## Assignment A
In the chordoma research passage, rewrite the part starting at "Probing for weaknesses" and ending at "gene encoding brachyury.", substituting "sarcoma" for "chordoma".
## Assignment B
List the corresponding authors of the study that the chordoma research passage names.

## Selected passage
┏━━
Filling that gap lies at the heart of a relationship between the Broad Institute, Baylor College of Medicine, Dana-Farber Cancer Institute, Massachusetts General Hospital, and the Chordoma Foundation, a nonprofit organization working to accelerate the development of new chordoma treatments. In 2015, the foundation partnered with the study’s corresponding authors—Broad core institute member Stuart Schreiber, Broad research scientist Tanaz Sharifnia, Baylor’s Charles Lin, and Broad alum Joanne Kotz (now at Jnana Therapeutics)—and their collaborators to systematically probe chordoma’s biology and reveal new therapeutic possibilities.
“This work required expertise across a spectrum of fields: genetics, chemistry, epigenetics, and chordoma biology,” said Sharifnia, who works in the Schreiber laboratory and the Broad’s Chemical Biology and Therapeutics Science Program. “We were fortunate to have collaborators in each of these areas come together and contribute to the study.”
Probing for weaknesses
The research team started with a series of genome-scale CRISPR-based knockout screens, tests that measure how knocking out more than 18,500 genes individually affected two chordoma cell lines. Interestingly, the data revealed chordoma’s top genetic dependency to be T: the gene encoding brachyury.
┗━━
## Data
┏━━
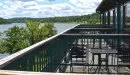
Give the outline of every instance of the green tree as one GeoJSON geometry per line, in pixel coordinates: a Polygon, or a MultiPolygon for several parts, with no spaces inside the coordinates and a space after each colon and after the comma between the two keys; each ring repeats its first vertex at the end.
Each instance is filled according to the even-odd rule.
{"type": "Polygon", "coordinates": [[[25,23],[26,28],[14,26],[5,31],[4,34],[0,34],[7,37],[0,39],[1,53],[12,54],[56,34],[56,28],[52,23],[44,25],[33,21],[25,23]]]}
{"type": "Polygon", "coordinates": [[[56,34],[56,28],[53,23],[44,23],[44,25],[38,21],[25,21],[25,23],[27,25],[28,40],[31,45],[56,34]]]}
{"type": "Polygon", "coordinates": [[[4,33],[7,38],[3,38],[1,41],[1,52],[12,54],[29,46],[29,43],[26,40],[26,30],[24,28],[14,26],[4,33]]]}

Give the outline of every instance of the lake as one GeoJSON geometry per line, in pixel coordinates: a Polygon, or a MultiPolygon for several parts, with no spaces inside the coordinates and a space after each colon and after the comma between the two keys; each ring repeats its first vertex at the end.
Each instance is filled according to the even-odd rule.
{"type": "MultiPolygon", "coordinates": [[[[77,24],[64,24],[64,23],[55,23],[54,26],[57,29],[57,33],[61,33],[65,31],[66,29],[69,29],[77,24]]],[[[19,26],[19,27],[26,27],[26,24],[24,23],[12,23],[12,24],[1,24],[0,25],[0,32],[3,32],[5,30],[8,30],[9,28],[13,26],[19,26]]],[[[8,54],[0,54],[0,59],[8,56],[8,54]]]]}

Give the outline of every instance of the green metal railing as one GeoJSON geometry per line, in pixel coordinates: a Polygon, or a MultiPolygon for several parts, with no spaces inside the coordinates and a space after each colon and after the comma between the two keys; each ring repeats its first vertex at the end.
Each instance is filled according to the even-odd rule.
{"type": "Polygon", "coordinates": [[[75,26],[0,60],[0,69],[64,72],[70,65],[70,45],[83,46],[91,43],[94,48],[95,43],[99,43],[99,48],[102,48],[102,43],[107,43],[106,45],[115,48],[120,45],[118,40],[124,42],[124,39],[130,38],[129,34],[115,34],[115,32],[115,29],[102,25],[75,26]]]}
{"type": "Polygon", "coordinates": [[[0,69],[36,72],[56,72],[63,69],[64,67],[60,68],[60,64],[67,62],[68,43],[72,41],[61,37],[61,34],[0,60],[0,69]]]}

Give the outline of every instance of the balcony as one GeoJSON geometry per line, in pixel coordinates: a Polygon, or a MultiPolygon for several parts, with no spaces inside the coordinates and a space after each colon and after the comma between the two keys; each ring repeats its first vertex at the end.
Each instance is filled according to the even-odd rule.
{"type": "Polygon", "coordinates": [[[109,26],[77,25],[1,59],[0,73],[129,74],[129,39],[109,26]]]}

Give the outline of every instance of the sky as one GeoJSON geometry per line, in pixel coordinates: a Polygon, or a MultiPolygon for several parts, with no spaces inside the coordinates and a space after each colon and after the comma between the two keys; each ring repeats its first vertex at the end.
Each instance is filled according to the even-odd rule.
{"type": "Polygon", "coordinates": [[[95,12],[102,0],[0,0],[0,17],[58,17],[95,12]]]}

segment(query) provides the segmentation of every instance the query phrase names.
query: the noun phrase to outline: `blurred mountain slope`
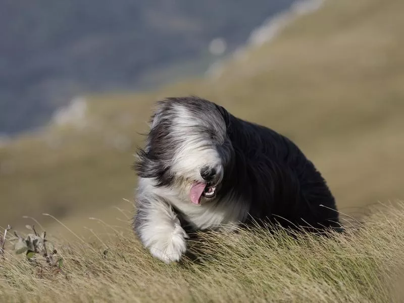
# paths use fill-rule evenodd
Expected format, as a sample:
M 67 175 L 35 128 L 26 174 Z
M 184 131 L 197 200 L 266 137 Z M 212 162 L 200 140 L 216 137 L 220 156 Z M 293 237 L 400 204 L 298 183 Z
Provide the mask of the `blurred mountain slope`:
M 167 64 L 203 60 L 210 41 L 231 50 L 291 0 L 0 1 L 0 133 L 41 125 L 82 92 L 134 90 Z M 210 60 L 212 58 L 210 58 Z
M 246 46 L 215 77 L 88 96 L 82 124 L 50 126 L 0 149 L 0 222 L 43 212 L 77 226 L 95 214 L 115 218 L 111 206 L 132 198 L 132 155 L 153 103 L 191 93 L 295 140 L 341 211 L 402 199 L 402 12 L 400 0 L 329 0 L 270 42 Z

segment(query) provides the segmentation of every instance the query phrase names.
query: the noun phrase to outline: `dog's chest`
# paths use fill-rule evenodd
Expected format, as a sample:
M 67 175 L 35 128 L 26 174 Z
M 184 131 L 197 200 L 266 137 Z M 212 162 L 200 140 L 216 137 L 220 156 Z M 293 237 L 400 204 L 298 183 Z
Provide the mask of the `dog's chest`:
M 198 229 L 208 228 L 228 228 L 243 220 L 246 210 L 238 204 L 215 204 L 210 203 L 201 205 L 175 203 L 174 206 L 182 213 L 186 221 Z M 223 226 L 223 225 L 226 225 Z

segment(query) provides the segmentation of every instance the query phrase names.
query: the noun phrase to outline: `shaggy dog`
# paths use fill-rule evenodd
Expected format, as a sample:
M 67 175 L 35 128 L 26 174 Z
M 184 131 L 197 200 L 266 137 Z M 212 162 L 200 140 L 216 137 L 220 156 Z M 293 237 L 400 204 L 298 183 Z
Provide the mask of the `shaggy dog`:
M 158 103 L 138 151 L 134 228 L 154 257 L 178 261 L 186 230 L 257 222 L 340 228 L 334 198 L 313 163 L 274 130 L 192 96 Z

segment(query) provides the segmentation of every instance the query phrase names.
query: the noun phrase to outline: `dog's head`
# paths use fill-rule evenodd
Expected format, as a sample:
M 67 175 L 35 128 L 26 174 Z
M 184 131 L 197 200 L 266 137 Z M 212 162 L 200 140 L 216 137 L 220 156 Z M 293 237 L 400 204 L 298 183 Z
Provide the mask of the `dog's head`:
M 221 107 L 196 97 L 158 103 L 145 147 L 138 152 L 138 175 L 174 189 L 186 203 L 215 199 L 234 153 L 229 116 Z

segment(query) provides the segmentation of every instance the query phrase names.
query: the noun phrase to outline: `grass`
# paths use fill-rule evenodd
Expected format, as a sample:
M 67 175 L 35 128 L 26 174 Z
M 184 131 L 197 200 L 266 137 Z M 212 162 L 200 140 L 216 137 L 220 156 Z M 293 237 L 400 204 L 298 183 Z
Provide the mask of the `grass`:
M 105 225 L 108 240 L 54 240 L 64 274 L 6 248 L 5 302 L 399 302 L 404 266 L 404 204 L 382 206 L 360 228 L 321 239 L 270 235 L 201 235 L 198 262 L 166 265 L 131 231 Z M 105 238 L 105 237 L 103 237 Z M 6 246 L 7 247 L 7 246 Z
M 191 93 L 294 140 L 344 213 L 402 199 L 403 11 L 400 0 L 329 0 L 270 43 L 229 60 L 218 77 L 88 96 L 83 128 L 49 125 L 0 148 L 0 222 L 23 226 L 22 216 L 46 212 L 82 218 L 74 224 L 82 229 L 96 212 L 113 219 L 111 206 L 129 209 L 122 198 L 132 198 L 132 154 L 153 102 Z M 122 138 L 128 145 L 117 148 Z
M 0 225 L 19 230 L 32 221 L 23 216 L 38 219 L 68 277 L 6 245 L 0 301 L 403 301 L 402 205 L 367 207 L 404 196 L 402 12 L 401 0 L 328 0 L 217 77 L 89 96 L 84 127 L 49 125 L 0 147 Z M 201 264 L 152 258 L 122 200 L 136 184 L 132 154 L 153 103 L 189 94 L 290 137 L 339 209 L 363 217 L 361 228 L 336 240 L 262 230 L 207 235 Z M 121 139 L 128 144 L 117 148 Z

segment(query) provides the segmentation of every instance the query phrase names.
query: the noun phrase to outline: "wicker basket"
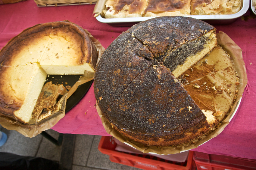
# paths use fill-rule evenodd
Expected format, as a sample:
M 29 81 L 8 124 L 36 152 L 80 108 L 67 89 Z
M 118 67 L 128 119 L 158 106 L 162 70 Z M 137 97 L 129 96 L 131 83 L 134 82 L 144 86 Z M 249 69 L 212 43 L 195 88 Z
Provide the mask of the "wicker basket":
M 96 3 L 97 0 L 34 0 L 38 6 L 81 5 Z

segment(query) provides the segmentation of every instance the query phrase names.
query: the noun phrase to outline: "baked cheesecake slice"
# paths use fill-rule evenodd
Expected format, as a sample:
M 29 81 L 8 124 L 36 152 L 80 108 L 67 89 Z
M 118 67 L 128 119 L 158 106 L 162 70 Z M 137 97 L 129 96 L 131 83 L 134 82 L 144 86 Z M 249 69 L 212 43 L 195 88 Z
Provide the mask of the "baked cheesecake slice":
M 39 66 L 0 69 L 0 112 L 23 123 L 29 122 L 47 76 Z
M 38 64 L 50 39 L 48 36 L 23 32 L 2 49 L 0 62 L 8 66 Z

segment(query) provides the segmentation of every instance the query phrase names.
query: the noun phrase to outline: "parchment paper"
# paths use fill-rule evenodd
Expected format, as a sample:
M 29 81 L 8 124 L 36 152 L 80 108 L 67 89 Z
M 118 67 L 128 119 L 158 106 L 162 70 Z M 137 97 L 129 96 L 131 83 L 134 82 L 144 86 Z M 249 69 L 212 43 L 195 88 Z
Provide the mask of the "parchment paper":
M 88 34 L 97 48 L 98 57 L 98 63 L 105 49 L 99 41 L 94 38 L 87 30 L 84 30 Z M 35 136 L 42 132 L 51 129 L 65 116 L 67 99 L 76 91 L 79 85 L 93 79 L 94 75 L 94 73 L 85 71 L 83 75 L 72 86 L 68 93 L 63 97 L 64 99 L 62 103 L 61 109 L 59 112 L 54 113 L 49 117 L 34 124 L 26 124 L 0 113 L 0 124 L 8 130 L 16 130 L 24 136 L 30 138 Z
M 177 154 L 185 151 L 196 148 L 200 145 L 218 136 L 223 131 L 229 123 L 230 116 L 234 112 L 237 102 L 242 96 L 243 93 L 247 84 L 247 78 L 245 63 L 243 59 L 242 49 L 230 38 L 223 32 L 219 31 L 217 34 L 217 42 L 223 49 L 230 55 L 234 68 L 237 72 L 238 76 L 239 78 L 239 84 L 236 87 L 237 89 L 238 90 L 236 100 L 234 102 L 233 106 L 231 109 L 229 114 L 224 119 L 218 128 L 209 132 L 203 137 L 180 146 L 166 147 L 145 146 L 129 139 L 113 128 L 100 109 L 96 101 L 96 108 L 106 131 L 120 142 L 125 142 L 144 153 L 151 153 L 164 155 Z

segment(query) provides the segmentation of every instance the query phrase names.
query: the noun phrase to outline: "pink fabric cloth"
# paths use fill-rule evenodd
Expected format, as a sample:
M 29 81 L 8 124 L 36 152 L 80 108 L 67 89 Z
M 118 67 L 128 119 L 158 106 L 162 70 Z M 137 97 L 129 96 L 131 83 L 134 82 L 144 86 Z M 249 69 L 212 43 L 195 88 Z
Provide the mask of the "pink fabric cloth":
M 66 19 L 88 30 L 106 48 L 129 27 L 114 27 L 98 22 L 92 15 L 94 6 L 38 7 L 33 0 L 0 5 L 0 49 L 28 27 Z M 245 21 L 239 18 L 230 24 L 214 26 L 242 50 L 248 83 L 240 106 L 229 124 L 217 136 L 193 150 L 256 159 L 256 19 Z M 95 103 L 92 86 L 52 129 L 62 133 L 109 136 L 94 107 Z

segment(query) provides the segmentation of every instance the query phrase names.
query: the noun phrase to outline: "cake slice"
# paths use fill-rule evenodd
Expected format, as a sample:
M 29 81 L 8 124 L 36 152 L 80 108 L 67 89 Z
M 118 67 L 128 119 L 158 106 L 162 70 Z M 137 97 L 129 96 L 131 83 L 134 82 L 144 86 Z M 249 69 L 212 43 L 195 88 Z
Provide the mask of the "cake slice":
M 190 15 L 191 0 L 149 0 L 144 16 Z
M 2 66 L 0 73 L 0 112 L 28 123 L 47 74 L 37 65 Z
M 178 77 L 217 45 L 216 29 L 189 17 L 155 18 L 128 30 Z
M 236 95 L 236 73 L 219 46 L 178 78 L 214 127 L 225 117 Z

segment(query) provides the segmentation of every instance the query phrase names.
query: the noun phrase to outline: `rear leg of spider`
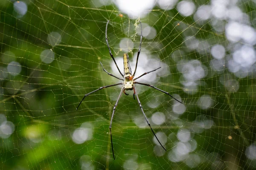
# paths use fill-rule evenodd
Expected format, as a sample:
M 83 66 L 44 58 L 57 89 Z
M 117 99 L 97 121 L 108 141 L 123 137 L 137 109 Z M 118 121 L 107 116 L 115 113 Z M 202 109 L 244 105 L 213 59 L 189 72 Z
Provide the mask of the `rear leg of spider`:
┗━━
## Response A
Probing for weaknesses
The research team started with a series of genome-scale CRISPR-based knockout screens, tests that measure how knocking out more than 18,500 genes individually affected two sarcoma cell lines. Interestingly, the data revealed sarcoma’s top genetic dependency to be T: the gene encoding brachyury.

## Response B
Stuart Schreiber
Tanaz Sharifnia
Charles Lin
Joanne Kotz